Information:
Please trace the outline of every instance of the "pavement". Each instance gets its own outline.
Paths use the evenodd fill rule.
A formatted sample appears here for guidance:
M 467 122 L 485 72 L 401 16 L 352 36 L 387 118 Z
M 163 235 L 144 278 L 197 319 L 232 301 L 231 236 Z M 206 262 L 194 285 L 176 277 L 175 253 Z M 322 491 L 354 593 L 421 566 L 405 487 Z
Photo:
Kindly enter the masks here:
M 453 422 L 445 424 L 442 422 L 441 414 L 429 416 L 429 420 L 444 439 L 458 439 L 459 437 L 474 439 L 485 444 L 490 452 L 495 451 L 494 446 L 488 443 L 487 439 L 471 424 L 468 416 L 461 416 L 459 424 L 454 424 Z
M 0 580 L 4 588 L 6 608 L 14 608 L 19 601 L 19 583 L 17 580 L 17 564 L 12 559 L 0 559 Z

* * *

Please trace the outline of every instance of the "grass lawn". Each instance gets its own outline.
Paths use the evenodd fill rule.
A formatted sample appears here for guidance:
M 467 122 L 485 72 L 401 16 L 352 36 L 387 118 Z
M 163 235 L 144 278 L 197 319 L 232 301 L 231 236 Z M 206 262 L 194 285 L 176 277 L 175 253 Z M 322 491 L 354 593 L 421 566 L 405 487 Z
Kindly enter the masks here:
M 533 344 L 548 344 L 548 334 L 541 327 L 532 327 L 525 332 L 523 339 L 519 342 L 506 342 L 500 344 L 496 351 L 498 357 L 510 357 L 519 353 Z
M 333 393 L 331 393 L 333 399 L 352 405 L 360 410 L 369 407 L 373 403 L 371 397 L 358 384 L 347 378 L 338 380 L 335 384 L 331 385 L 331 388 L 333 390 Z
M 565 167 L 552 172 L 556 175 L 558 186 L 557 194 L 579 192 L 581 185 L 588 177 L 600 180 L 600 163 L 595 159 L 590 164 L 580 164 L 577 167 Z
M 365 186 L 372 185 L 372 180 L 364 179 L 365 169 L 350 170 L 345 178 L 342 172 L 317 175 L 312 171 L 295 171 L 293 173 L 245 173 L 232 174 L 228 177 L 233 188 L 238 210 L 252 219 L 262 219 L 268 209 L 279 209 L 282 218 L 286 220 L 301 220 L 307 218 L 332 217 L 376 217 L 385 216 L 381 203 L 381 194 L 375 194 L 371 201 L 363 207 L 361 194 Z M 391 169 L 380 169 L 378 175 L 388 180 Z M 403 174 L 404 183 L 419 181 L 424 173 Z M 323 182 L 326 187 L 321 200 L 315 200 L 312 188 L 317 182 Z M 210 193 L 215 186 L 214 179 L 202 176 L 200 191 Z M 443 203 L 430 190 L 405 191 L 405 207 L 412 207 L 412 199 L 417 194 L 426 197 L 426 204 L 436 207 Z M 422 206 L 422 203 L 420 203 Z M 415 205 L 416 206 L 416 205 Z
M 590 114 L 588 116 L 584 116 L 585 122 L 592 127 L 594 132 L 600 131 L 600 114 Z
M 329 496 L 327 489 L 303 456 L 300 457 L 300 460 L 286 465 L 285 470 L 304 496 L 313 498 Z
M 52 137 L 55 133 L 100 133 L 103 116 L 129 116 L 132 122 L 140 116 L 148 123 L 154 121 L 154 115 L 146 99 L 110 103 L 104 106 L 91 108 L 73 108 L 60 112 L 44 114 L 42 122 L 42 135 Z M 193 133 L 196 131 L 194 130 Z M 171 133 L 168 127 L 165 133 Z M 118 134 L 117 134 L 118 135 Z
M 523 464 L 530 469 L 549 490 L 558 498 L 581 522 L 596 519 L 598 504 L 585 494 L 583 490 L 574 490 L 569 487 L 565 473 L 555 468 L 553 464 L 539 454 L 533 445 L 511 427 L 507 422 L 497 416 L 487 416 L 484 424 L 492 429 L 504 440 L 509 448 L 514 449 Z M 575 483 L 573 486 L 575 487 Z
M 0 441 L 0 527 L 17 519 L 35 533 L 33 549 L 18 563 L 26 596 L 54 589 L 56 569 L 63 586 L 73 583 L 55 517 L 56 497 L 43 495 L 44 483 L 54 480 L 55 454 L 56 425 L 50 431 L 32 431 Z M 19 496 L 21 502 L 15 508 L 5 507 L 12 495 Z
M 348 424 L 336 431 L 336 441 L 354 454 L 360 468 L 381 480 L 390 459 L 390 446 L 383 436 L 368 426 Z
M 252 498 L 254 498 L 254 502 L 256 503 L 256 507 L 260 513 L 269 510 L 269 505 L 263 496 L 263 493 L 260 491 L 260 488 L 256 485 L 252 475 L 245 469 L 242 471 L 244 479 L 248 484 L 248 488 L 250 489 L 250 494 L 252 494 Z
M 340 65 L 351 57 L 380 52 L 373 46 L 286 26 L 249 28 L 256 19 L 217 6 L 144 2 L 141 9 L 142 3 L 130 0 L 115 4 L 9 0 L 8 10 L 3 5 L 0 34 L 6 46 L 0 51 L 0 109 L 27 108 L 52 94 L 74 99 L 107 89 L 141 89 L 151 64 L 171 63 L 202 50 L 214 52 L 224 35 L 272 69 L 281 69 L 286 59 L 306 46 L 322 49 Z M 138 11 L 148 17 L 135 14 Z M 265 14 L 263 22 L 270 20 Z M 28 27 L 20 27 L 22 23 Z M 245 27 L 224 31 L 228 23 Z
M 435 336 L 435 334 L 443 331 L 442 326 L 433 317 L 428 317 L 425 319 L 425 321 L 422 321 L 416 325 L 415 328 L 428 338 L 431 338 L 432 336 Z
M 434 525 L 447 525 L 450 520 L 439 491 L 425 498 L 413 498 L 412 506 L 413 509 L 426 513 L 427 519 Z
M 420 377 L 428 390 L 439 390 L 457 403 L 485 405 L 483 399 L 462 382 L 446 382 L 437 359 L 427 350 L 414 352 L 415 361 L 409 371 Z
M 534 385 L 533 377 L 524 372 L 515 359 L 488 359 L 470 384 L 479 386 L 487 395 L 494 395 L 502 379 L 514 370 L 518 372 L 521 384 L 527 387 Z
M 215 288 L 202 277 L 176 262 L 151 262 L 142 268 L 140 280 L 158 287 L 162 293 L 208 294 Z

The problem: Find how many lines of the listing include the word "gets", and state that number by itself.

Response to the task: 2